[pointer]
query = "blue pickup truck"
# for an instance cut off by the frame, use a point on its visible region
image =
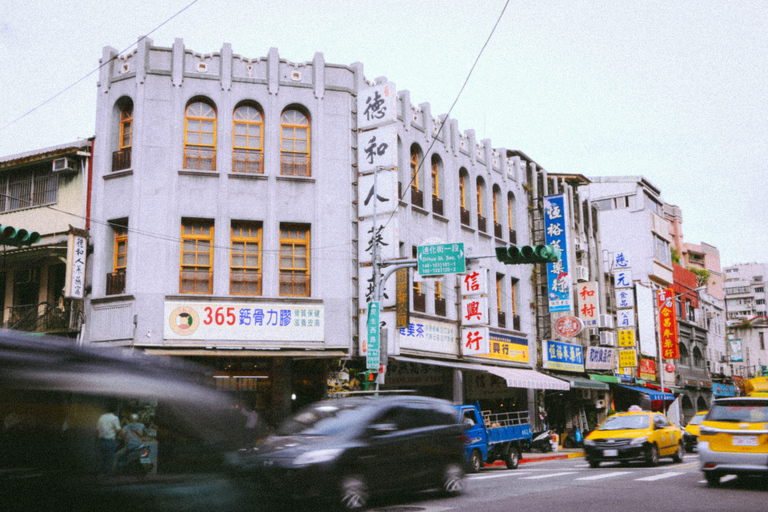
(492, 437)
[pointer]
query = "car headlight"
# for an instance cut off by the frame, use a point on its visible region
(316, 457)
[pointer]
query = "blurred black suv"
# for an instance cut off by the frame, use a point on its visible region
(346, 450)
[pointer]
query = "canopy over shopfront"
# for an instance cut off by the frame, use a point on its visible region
(652, 394)
(514, 377)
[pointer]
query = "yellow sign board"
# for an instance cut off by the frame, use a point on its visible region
(627, 358)
(626, 337)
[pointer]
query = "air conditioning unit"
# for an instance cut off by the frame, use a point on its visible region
(605, 322)
(608, 339)
(64, 164)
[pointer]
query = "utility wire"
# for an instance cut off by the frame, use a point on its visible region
(97, 69)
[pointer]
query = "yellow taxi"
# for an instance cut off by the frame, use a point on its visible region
(733, 438)
(632, 436)
(691, 432)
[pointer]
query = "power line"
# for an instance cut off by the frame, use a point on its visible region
(97, 69)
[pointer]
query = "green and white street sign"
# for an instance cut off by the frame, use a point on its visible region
(372, 352)
(441, 259)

- _TASK DETAILS_
Please repeat every line from the listing above exactly as it appears. Drop the pictures.

- _ANSWER BOX_
[pointer]
query = "blue pickup truck"
# for an instance cut off by the frame, use a point on its visible region
image =
(492, 437)
[pointer]
query = "car headlight"
# for an instance cut off by the frame, use a point on its visible region
(316, 457)
[pointer]
query = "blurred black suv"
# for an instance cut off by the frame, use a point on its visible region
(346, 450)
[pointer]
query = "canopy over shopfront"
# for an instance cut off by the frame, use a point on its visible region
(652, 394)
(514, 377)
[pointer]
query = "yellow sign board"
# for an instance cut off by the frame, use a point on its visible region
(627, 358)
(626, 337)
[pointer]
query = "air conditioning unit"
# for an instance cut off by the frame, use a point on its visible region
(605, 322)
(608, 339)
(64, 164)
[pointer]
query = "utility wire"
# for an instance cut off by the frame, use a point on its visible region
(97, 69)
[pointer]
query = "yellow taxi"
# for an instance cut off by the frame, use a point on its visible region
(733, 438)
(632, 436)
(691, 432)
[pointer]
query = "power line"
# for an instance cut off by the frame, use a point on its visible region
(97, 69)
[pointer]
query = "green and white street sign"
# for an instance cut off by the frame, use a point on its visible region
(372, 352)
(441, 259)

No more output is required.